### What you should do
Copy each of the following records word for word, keeping every line as it stands.

━━ Dataset excerpts

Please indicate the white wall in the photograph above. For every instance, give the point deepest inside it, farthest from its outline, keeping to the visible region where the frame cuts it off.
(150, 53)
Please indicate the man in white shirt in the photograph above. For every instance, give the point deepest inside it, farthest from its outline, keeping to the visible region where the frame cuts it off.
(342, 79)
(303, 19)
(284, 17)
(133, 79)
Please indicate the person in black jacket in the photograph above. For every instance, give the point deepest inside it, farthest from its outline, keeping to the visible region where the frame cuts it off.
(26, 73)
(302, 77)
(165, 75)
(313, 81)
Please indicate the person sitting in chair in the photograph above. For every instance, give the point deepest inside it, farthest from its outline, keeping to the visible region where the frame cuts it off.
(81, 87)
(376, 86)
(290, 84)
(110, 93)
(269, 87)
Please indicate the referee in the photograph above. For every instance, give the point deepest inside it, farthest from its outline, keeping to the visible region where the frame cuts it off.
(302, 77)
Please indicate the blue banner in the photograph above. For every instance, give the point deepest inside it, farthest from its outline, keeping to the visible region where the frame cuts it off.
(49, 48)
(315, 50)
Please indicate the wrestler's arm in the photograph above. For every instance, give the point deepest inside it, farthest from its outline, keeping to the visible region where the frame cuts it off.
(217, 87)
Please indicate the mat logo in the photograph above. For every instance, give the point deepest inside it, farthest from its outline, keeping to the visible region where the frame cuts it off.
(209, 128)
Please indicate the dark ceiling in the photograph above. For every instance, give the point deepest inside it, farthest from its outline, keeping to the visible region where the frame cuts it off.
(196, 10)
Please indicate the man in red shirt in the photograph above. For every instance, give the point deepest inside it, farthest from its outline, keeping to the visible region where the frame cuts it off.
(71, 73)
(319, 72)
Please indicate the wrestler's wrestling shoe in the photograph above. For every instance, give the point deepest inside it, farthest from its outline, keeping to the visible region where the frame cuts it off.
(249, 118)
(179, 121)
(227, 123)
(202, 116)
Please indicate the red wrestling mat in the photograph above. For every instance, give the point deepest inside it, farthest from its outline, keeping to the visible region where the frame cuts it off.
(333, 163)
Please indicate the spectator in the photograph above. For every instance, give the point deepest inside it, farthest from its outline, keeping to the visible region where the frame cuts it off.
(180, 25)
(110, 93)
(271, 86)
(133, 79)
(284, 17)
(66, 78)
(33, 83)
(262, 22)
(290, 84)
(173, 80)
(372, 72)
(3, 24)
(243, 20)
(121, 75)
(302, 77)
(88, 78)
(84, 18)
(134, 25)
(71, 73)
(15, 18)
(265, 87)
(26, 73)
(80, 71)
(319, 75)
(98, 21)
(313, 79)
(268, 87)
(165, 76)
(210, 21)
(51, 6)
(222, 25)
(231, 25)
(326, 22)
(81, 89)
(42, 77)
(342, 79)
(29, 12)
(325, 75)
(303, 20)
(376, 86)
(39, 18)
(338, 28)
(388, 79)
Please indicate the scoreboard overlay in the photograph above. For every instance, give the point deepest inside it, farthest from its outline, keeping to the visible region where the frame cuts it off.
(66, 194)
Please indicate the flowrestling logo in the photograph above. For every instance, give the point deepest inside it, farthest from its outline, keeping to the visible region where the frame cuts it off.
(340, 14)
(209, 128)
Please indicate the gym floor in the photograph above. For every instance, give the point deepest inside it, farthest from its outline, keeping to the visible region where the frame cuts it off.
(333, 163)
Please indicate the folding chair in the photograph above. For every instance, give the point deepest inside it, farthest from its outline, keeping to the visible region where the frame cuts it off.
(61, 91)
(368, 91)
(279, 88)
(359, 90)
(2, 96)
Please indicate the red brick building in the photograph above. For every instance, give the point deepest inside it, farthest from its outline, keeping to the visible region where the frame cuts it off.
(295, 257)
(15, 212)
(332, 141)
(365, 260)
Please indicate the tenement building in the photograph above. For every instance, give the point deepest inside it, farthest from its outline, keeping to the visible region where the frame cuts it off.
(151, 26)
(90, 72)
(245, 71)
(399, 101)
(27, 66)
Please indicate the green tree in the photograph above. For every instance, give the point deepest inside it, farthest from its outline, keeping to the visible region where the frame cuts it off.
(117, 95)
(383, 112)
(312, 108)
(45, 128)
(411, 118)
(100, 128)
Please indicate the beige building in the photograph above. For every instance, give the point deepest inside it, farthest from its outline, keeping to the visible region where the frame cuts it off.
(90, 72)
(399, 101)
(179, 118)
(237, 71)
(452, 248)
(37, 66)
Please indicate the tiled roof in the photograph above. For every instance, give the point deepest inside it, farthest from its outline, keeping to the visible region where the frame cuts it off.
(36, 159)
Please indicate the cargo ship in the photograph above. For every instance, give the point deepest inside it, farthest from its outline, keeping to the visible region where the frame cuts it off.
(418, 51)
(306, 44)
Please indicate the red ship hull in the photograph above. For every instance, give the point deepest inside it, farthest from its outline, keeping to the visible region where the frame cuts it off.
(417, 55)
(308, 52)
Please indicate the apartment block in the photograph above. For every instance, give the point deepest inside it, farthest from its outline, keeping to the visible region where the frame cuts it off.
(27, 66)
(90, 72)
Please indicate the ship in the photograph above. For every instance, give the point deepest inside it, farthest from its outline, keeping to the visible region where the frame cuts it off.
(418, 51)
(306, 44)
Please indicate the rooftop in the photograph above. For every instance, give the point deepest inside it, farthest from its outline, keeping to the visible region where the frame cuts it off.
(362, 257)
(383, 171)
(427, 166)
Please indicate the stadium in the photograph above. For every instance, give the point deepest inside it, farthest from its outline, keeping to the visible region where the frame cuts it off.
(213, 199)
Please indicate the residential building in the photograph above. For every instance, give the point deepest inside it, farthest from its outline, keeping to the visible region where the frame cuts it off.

━━━━

### In response
Please indicate the white wall in the photograph above. For every instance, give the point deepest inside it, farthest from its outline, keeping to the visible region where the frame cuts it off.
(150, 53)
Please indicate the man in white shirt in the photograph above. For every instance, give the point deepest inside it, farthest from its outline, keeping to the visible region where the frame cuts it off.
(342, 79)
(303, 19)
(284, 17)
(133, 79)
Please indicate the person in black jacket in the photograph above. For every instance, give the point deepest inside it, farthest from its outline, keeping to the visible region where the frame cuts it off.
(26, 73)
(302, 77)
(165, 75)
(313, 81)
Please indicate the person sitting in chair in the photograph above. For every instance, give the point deepest inside it, farthest from its outline, keeping to the visible region where the frame cuts it off.
(81, 87)
(376, 86)
(290, 84)
(110, 93)
(269, 87)
Please indicate the referee in the photograph above. For every instance, give the point deepest inside it, farthest from its outline, keeping to the visible region where the frame cuts it off.
(302, 77)
Please indicate the blue banner in the photograph above. For every instance, give the point deepest inside it, farthest from its outline, keeping to the visible region where the frame cuts it off.
(49, 48)
(315, 50)
Please indicate the wrestler's arm in the photograph above. For every instance, give the point deepest inside it, farthest from its outline, keeping to the visible region where the frame cuts it off.
(217, 87)
Please indicate the mat logo in the photograph above. For every instance, give the point deepest inside it, farthest from its outline, keeping to the visible region where the frame cuts it off.
(209, 128)
Please indicate the dark ceiling in the photograph above. For every instance, give the point deepest inside it, farthest from its outline, keeping to the visible region where the frame cuts it off.
(196, 10)
Please indicate the man in red shirt in the photograph above. For every instance, give the point deepest inside it, farthest from its outline, keeping to the visible region where the frame cuts it off.
(71, 73)
(319, 72)
Please indicate the wrestler's wrestling shoe in the photograph above. For every instance, give the point deepest inside it, farthest from its outline, keeping to the visible region where the frame cuts it off.
(249, 118)
(179, 121)
(227, 123)
(202, 116)
Please indicate the red wrestling mat in the photograph above. For every instance, give the point deepest inside it, farthest from its outline, keeping to the visible region where the frame cuts it off.
(333, 163)
Please indicate the spectator in the photograph above. For every instance, give the point deepest inside it, farthest from its outline, keeping to the visible region where the frame cuts it off.
(180, 25)
(110, 93)
(271, 86)
(133, 79)
(284, 17)
(66, 78)
(33, 83)
(262, 22)
(290, 84)
(173, 80)
(372, 72)
(3, 24)
(243, 20)
(121, 75)
(302, 77)
(88, 78)
(84, 18)
(134, 25)
(71, 73)
(15, 18)
(265, 87)
(26, 73)
(80, 71)
(319, 75)
(98, 21)
(313, 79)
(268, 87)
(165, 76)
(210, 21)
(51, 6)
(222, 25)
(231, 25)
(326, 22)
(81, 89)
(42, 77)
(342, 79)
(29, 12)
(325, 75)
(303, 20)
(376, 86)
(39, 18)
(338, 28)
(388, 79)
Please indicate the scoreboard overlay in the photograph above. For every instance, give the point deepest inside it, farthest from its outline, keeping to the visible region where the frame cuts it off.
(66, 194)
Please indicate the flowrestling logo in the photograph above. For every instance, give the point deepest inside it, farthest from its outline, keeping to the visible region where the frame cuts it off.
(340, 14)
(209, 128)
Please indicate the gym floor in the photograph above. For every instance, give the point deepest inside it, farthest from its outline, keeping to the visible region where the frame cuts it off.
(333, 163)
Please indicate the folding chair in the photograph above. For every instance, give the point deepest inside it, farthest from its outline, keeping to the visible region where the frame cuts it off.
(61, 91)
(368, 91)
(279, 88)
(359, 90)
(2, 96)
Please indicate the red brick building in the photograph above. For every instance, give the point deepest inside it, farthest from its outline, keeping to the visible region where the frame cuts it off.
(295, 257)
(15, 212)
(332, 141)
(365, 260)
Please indicate the tenement building in the photograph above. For every instance, give the point deepest inside it, farthest from its outline, keeping to the visible region where the frame cuts it off.
(151, 26)
(90, 72)
(245, 71)
(399, 101)
(27, 66)
Please indicate the green tree in the photograph above. For every instance, give the point deepest inside it, farthest from its outline, keeping to the visible region where the frame cuts it off.
(117, 95)
(383, 112)
(312, 108)
(45, 128)
(411, 118)
(100, 128)
Please indicate the beige building in the photograph above. For every instance, give the point deepest inside it, farthest from its outline, keeping to the visible region where the frame cuts it off.
(90, 72)
(399, 101)
(179, 118)
(237, 71)
(452, 248)
(37, 66)
Please indicate the tiled roof in the photograph above. For every instance, give the point deepest inside it, farthest from its outline, keeping to the visible region where the frame cuts it off.
(36, 159)
Please indicate the cargo ship in the photograph above. For every instance, give the point deepest inside it, farthest from its outline, keeping to the visible region where the frame cuts it off.
(418, 51)
(306, 44)
Please indicate the red ship hull in the photograph above. For every instance, give the point deepest inside it, farthest from its outline, keeping to the visible region where the frame cuts it off.
(417, 55)
(308, 52)
Please indicate the apartment block in the photograph above. For every instance, give the point deepest inside it, farthest from its outline, keeping to the visible region where the frame cuts it off.
(27, 66)
(90, 72)
Please indicate the ship in the photograph above. For every instance, give the point deepest inside it, farthest from its outline, keeping to the visible region where the frame cuts it off.
(418, 51)
(306, 44)
Please indicate the rooftop in the photograph above. For every instance, give the point deepest inside it, farthest from its outline, keeping to the visible region where the frame cuts it off.
(362, 257)
(383, 171)
(427, 166)
Please indicate the stadium in the photograph above. For every instance, give the point deepest inside it, farthest from its outline, keeping to the visible region where the frame cuts it off.
(213, 199)
Please indicate the residential building in the photograph above. For every instance, give the point deepest inside it, farthest from its outline, keeping to the visible region where the frame cuts it off.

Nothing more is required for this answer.